(RAW DATA begins)

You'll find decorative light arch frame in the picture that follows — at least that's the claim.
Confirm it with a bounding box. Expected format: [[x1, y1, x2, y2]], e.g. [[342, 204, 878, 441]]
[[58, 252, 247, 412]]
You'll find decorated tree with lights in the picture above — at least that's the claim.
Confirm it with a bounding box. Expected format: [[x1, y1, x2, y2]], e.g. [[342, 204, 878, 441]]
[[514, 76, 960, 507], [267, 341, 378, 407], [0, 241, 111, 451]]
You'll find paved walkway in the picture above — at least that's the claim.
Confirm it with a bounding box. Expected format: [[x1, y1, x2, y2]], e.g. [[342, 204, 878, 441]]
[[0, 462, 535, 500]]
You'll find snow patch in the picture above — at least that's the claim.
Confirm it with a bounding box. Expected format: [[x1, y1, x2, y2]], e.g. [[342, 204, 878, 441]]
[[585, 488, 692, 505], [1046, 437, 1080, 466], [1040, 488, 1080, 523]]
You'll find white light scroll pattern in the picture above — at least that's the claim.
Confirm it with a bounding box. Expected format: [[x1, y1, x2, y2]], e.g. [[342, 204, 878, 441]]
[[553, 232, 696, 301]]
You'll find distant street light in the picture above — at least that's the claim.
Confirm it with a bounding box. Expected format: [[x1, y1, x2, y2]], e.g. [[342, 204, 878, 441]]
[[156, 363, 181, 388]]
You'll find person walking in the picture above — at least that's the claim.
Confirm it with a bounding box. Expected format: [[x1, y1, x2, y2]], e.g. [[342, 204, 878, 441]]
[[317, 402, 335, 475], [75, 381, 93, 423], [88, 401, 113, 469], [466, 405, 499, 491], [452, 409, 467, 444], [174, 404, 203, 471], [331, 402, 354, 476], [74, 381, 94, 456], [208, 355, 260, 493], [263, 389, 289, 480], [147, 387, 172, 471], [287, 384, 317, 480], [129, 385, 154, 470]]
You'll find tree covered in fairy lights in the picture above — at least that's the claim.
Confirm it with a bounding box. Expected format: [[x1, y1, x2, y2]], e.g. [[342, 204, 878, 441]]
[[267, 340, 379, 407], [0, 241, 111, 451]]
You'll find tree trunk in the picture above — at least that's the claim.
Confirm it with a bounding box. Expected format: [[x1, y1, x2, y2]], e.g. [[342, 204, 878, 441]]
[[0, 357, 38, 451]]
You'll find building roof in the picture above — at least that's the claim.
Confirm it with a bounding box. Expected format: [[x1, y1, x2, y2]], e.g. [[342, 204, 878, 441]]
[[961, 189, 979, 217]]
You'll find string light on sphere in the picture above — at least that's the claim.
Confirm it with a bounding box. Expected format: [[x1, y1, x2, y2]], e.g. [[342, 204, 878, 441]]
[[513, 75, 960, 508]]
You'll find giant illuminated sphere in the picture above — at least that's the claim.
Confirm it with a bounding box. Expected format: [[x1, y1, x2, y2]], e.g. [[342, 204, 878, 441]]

(RAW DATA ends)

TASK TO COMPLETE: Which lines hold the word "that"? Copy each of them from the records.

TASK SOLUTION:
You'll find decorative light arch frame in the picture that follows — at least that's the claim.
You'll find decorated tree with lights in the picture above — at least that's the claim.
You'll find paved walkway in the picture above — at least that's the claim.
You'll find snow patch in the picture above — at least that's the claim.
You'll find white light scroll pattern in the picture above — at least that's the claim.
You'll find distant street light in the picture above — at least that's the claim.
You'll find person walking in the picture above — at least that's the claim.
You'll find tree covered in fairy lights in the picture above — at least that's the claim.
You'll find tree trunk in the picture above — at least that's the claim.
You'll find building roof in the picture above — at least that's the claim.
You'll find string light on sphere in the picture above — at least that's the claim.
You'll find giant illuminated sphere in the picture above — at least that's the claim.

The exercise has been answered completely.